(Выбранный фрагмент):
^^^^^^^^^^^^^^^^

Кроме того, во всех специфических случаях Шеллингова рассмотрения его мысль развивается согласно общим правилам, методам трансцендентального идеализма, основательно представленным и проверенным в его «Системе трансцендентального идеализма».

Подытожим обоснование методологического инструментария, примененного Шеллингом в рамках этого типа «трансценденталистской» истории философии и, в частности, запечатленного в Диалоге.

1. Все идеи, будучи конструкциями человеческого ума, не должны быть смешиваемы, настаивает Шеллинг, с вещами и процессами мира. Например, он пишет: «Материя - не тело.. ,»19.

2. Философские понятия, идеи, созданные и используемые как абстракции высокого уровня, могут быть соотнесены с такими вещами и процессами мира, но только в конечном счете и исключительно через сложнейшую цепь взаимосвязанных понятий и процедур.

3. Важнейшей целью теоретического анализа фундаментальных и «вечных» понятий, категорий философии Шеллинг, как я думаю, считает открытие особых функций, которые эти понятия (соответственно - учения) должны выполнять в системе научной философии и - более широко - в целостности человеческой культуры.

Такие подходы определенного числа философов, последовавших за трансценденталистскими принципами Канта, имеют тенденцию быть оцененными в качестве корректных - с точки зрения истории философии, а также философии как таковой20. Далее мы проанализируем, как Шеллинг применил эти фундаментальные методы к тем проблемам Диалога, которые в самом деле имеют отношение к философии Бруно.

Единство как главная категория в философской картине универсума (Бруно - Гегель - Шеллинг)

Прежде всего, хотелось бы здесь с самого начала кратко представить свое понимание типа существенной теоретической, иногда персоналистски окрашенной, связи философских учений Бруно, Гегеля, Шеллинга и других философов со времени античности до наших дней. Она существует несмотря на исторические дистанции, на все различия, которые легко продемонстрировать. Итак, между рассматриваемыми философскими учениями существует прочное родство.

^^^^^^^^^^^^^^^^

Строки с границами фигур
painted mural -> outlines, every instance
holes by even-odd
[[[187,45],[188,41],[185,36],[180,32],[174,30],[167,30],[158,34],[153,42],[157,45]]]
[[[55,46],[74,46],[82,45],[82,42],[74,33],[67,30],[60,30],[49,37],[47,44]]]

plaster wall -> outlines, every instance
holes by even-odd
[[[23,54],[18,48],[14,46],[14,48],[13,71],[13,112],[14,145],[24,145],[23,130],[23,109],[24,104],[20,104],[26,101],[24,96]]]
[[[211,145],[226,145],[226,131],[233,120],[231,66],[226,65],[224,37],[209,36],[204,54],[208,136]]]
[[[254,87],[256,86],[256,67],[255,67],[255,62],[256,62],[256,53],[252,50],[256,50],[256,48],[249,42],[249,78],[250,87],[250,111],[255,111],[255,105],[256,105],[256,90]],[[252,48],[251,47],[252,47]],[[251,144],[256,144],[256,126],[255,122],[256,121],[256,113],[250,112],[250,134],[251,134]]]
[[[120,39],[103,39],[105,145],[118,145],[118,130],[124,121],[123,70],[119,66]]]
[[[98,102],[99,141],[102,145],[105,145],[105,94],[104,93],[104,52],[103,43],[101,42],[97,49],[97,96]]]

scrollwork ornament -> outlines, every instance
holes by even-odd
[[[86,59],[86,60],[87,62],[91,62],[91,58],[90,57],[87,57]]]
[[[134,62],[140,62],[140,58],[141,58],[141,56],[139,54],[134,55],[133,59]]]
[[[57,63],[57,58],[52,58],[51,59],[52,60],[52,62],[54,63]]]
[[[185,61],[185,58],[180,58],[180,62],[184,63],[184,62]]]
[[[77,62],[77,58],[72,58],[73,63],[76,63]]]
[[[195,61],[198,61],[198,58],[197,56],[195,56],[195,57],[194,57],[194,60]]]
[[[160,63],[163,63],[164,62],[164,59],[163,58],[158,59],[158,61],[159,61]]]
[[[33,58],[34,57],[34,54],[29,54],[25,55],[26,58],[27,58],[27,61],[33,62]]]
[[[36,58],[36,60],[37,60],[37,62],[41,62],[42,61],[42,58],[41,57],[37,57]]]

^^^^^^^^^^^^^^^^

(Короткое задание 1):
Воспроизведите из фрагмента о Шеллинге отрезок от слов «Кроме того, во» до слов «запечатленного в Диалоге.» включительно.
(Короткое задание 2):
Ответьте по фрагменту о Шеллинге на три вопроса:
(a) В каком сочинении Шеллинга основательно представлены и проверены методы трансцендентального идеализма?
(b) Что, как пишет Шеллинг, не является телом?
(c) Какое понятие заголовок раздела называет главной категорией в философской картине универсума?
Строки представляют собой отдельный материал.

(Верный результат 1):
Кроме того, во всех специфических случаях Шеллингова рассмотрения его мысль развивается согласно общим правилам, методам трансцендентального идеализма, основательно представленным и проверенным в его «Системе трансцендентального идеализма».

Подытожим обоснование методологического инструментария, примененного Шеллингом в рамках этого типа «трансценденталистской» истории философии и, в частности, запечатленного в Диалоге.

(Верный результат 2):
(a) В «Системе трансцендентального идеализма».
(b) Материя.
(c) Единство.